== Selected excerpt ==
•••
In celebration of the power of science we spoke to three people: an individual, a medical provider, and a vaccine scientist about how vaccines have impacted them throughout their lives. Here are their answers:

John Scully, 79, resident of Florida

Photo courtesy of John Scully

When John Scully was born, America was in the midst of an epidemic: tens of thousands of children in the United States were falling ill with paralytic poliomyelitis — otherwise known as polio, a disease that attacks the central nervous system and often leaves its victims partially or fully paralyzed.

"As kids, we were all afraid of getting polio," he says, "because if you got polio, you could end up in the dreaded iron lung and we were all terrified of those." Iron lungs were respirators that enclosed most of a person's body; people with severe cases often would end up in these respirators as they fought for their lives.
•••
Continue the piece on how vaccines have shaped people's lives, picking up after its last sentence.

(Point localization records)
•••
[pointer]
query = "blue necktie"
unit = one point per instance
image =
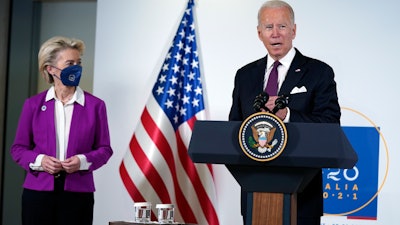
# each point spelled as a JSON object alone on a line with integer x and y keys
{"x": 272, "y": 84}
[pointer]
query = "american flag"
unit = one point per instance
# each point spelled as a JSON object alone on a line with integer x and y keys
{"x": 157, "y": 168}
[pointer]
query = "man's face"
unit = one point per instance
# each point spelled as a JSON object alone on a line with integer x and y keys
{"x": 276, "y": 31}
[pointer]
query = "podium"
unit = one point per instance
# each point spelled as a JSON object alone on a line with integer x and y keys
{"x": 274, "y": 184}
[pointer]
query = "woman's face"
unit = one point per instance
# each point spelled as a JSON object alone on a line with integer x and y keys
{"x": 67, "y": 57}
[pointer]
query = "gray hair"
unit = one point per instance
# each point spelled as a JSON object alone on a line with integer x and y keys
{"x": 276, "y": 4}
{"x": 49, "y": 50}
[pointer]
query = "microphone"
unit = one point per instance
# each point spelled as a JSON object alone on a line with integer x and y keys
{"x": 260, "y": 101}
{"x": 280, "y": 103}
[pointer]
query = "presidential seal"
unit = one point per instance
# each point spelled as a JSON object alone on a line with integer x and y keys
{"x": 262, "y": 136}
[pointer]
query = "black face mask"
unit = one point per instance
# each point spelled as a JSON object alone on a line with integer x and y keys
{"x": 71, "y": 75}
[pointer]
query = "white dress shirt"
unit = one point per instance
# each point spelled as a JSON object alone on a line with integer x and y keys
{"x": 63, "y": 116}
{"x": 286, "y": 61}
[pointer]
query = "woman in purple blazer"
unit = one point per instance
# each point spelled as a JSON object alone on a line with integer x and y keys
{"x": 62, "y": 137}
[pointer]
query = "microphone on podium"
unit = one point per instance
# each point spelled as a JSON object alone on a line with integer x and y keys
{"x": 280, "y": 103}
{"x": 261, "y": 99}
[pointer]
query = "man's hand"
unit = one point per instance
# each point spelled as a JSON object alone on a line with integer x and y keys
{"x": 281, "y": 114}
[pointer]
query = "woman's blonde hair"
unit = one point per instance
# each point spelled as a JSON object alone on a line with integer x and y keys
{"x": 49, "y": 50}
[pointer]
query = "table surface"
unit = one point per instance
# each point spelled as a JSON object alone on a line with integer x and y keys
{"x": 151, "y": 223}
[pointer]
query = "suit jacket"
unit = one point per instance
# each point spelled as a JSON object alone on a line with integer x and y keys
{"x": 36, "y": 134}
{"x": 318, "y": 104}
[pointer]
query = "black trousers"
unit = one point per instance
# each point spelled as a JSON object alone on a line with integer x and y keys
{"x": 57, "y": 207}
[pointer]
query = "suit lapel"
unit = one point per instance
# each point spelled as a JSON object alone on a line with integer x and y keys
{"x": 295, "y": 73}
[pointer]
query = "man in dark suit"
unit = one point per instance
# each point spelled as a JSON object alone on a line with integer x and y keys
{"x": 308, "y": 82}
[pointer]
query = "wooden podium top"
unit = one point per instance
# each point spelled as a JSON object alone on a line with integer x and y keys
{"x": 151, "y": 223}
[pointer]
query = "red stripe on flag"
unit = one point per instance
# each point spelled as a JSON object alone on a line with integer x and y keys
{"x": 162, "y": 144}
{"x": 129, "y": 185}
{"x": 205, "y": 202}
{"x": 149, "y": 171}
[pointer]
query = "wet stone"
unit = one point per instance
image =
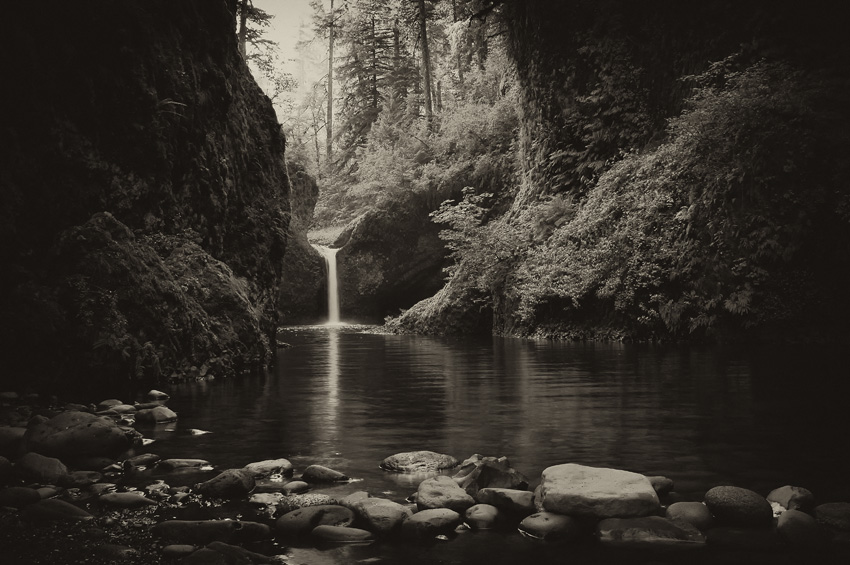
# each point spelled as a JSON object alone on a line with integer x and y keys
{"x": 550, "y": 527}
{"x": 418, "y": 462}
{"x": 304, "y": 520}
{"x": 321, "y": 474}
{"x": 739, "y": 507}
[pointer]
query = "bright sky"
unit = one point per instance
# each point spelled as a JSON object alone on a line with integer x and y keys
{"x": 288, "y": 17}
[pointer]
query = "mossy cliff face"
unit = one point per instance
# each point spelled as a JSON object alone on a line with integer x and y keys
{"x": 144, "y": 195}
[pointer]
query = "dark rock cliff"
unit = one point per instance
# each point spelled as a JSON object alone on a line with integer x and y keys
{"x": 144, "y": 195}
{"x": 391, "y": 258}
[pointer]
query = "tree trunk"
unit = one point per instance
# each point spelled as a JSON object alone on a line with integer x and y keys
{"x": 243, "y": 27}
{"x": 426, "y": 65}
{"x": 459, "y": 58}
{"x": 329, "y": 125}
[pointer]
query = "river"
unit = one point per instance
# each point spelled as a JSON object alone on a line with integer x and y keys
{"x": 340, "y": 397}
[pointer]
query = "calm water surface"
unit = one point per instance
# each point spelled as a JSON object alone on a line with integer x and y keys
{"x": 701, "y": 416}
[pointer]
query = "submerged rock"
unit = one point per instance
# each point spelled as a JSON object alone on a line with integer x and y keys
{"x": 479, "y": 472}
{"x": 514, "y": 501}
{"x": 442, "y": 492}
{"x": 232, "y": 483}
{"x": 153, "y": 416}
{"x": 792, "y": 498}
{"x": 173, "y": 464}
{"x": 380, "y": 515}
{"x": 201, "y": 532}
{"x": 320, "y": 474}
{"x": 302, "y": 521}
{"x": 126, "y": 499}
{"x": 262, "y": 469}
{"x": 696, "y": 514}
{"x": 597, "y": 493}
{"x": 652, "y": 531}
{"x": 418, "y": 462}
{"x": 740, "y": 507}
{"x": 76, "y": 434}
{"x": 40, "y": 469}
{"x": 482, "y": 517}
{"x": 550, "y": 526}
{"x": 430, "y": 523}
{"x": 341, "y": 534}
{"x": 18, "y": 497}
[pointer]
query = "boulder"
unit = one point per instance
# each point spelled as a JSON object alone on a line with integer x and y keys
{"x": 479, "y": 472}
{"x": 144, "y": 460}
{"x": 18, "y": 497}
{"x": 232, "y": 483}
{"x": 10, "y": 440}
{"x": 177, "y": 551}
{"x": 739, "y": 507}
{"x": 596, "y": 493}
{"x": 379, "y": 515}
{"x": 442, "y": 492}
{"x": 173, "y": 464}
{"x": 295, "y": 487}
{"x": 262, "y": 469}
{"x": 80, "y": 479}
{"x": 226, "y": 554}
{"x": 648, "y": 531}
{"x": 6, "y": 471}
{"x": 302, "y": 521}
{"x": 53, "y": 510}
{"x": 696, "y": 514}
{"x": 201, "y": 532}
{"x": 662, "y": 485}
{"x": 154, "y": 394}
{"x": 76, "y": 434}
{"x": 126, "y": 499}
{"x": 154, "y": 416}
{"x": 482, "y": 517}
{"x": 107, "y": 404}
{"x": 550, "y": 527}
{"x": 418, "y": 462}
{"x": 792, "y": 498}
{"x": 292, "y": 502}
{"x": 430, "y": 523}
{"x": 513, "y": 501}
{"x": 38, "y": 468}
{"x": 835, "y": 515}
{"x": 340, "y": 534}
{"x": 801, "y": 530}
{"x": 320, "y": 474}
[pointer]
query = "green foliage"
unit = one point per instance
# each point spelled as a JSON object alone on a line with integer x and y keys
{"x": 698, "y": 233}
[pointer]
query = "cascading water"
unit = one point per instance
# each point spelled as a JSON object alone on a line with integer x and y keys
{"x": 333, "y": 293}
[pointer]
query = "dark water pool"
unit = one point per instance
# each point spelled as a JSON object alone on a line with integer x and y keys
{"x": 758, "y": 418}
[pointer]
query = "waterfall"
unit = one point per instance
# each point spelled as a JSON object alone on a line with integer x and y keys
{"x": 333, "y": 292}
•••
== Reply to the task ==
John remembers going to see matinee showings of cowboy movies on Saturdays and, before the movie, shorts would run. "Usually they showed the news," he says, "but I just remember seeing this one clip warning us about polio and it just showed all these kids in iron lungs." If kids survived the iron lung, they'd often come back to school on crutches, in leg braces, or in wheelchairs.

"We all tried to be really careful in the summer — or, as we called it back then, 'polio season,''" John says. This was because every year around Memorial Day, major outbreaks would begin to emerge and they'd spike sometime around August. People weren't really sure how the disease spread at the time, but many believed it traveled through the water. There was no cure — and every child was susceptible to getting sick with it.

"We couldn't swim in hot weather," he remembers, "and the municipal outdoor pool would close down in August."

Then, in 1954 clinical trials began for Dr. Jonas Salk's vaccine against polio and within a year, his vaccine was announced safe. "I got that vaccine at school," John says. Within two years, U.S. polio cases had dropped 85-95 percent — even before a second vaccine was developed by Dr. Albert Sabin in the 1960s. "I remember how much better things got after the vaccines came out. They changed everything," John says.